**Exercise brief**
For every line in the data below that contains "headlight", copy the line.

(Stored dataset items)
:::

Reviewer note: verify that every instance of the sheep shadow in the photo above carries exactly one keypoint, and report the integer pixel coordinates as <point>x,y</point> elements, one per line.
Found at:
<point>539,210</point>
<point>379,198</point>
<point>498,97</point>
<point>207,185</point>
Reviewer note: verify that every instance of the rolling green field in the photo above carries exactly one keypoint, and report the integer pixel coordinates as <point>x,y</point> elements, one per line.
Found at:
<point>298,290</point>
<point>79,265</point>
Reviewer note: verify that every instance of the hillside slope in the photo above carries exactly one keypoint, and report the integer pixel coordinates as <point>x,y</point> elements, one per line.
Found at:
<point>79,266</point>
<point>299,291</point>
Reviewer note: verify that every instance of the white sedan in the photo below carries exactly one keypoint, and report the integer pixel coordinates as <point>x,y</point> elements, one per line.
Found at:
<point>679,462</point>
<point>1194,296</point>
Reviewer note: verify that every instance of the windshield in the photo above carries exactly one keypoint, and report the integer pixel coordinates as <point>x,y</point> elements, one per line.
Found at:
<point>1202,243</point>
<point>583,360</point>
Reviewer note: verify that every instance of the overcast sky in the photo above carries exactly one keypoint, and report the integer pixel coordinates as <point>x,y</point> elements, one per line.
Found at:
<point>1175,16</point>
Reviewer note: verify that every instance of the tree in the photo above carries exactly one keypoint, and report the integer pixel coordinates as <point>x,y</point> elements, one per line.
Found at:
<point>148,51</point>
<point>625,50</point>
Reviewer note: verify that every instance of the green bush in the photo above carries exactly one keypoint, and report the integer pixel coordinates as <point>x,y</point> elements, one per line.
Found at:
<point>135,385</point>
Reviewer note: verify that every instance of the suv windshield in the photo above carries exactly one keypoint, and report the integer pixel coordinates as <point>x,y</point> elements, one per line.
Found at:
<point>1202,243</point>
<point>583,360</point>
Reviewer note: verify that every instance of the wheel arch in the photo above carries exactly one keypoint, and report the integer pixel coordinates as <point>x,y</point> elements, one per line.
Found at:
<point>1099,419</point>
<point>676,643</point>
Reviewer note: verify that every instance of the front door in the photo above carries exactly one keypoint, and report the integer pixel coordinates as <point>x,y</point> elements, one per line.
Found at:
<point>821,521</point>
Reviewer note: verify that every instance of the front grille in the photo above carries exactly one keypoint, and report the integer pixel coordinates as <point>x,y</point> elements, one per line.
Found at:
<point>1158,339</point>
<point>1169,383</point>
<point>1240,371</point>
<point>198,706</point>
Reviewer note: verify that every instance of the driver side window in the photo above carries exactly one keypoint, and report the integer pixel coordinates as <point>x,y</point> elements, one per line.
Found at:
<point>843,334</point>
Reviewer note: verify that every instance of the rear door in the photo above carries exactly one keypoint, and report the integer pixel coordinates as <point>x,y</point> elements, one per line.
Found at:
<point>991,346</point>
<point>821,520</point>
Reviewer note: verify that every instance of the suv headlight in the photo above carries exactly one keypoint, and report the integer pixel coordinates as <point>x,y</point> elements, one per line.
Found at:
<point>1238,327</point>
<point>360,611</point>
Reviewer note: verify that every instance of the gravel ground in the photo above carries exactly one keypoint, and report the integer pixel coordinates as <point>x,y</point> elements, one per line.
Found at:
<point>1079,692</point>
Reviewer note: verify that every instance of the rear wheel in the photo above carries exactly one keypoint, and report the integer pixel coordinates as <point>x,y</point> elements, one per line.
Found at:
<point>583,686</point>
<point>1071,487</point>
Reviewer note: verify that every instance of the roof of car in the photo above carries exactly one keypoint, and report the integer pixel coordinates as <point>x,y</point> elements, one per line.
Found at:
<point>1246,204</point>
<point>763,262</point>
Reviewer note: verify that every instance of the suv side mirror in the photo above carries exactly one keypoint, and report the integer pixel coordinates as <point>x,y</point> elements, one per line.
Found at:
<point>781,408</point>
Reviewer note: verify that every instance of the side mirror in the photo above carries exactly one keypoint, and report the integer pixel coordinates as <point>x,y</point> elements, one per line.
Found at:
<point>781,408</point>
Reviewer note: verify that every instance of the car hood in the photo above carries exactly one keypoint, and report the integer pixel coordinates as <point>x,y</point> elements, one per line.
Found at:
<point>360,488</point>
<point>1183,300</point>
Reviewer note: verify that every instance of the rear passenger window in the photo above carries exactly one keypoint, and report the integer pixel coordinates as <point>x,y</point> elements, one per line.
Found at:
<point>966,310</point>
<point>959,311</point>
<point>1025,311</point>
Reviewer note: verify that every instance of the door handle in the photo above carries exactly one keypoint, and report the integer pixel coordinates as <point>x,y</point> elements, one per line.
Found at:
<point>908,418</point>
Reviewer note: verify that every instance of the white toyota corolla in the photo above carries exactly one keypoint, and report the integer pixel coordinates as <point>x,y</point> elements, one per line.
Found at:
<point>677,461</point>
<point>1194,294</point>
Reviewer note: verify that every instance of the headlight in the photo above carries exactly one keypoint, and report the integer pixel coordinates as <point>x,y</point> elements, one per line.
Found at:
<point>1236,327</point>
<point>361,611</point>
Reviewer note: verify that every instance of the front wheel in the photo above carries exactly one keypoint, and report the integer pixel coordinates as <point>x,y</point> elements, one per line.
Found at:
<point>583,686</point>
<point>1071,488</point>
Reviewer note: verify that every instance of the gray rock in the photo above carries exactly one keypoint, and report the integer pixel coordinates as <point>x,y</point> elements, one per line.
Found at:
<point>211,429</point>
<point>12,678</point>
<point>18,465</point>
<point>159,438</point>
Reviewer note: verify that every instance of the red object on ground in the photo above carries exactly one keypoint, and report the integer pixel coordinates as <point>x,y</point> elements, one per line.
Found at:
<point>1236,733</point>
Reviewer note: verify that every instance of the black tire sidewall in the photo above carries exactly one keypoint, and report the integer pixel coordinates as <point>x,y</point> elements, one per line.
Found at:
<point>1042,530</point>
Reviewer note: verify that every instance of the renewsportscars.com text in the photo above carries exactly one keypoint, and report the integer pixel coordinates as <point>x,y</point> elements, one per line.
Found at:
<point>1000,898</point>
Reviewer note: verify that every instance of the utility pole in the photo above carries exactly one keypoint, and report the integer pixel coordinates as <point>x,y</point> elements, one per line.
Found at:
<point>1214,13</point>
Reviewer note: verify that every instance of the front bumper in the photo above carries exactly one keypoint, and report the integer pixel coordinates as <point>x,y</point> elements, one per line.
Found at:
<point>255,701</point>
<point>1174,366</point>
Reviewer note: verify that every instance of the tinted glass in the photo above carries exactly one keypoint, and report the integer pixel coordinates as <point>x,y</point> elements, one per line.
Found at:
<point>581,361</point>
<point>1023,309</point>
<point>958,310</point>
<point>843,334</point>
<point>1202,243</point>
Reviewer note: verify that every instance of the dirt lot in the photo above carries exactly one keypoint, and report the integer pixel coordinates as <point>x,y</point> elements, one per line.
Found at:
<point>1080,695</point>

:::

**Answer space**
Reviewer note: verify that every instance of the suv headlight in the photo above carries exactly one keypoint, and report the integer pixel coordinates as <point>x,y</point> elements, one per line.
Reviewer note: verify that every instance of the headlight in the photo above carries exactly one keypoint, and report the integer pixel coordinates as <point>x,y</point> elements, one per line.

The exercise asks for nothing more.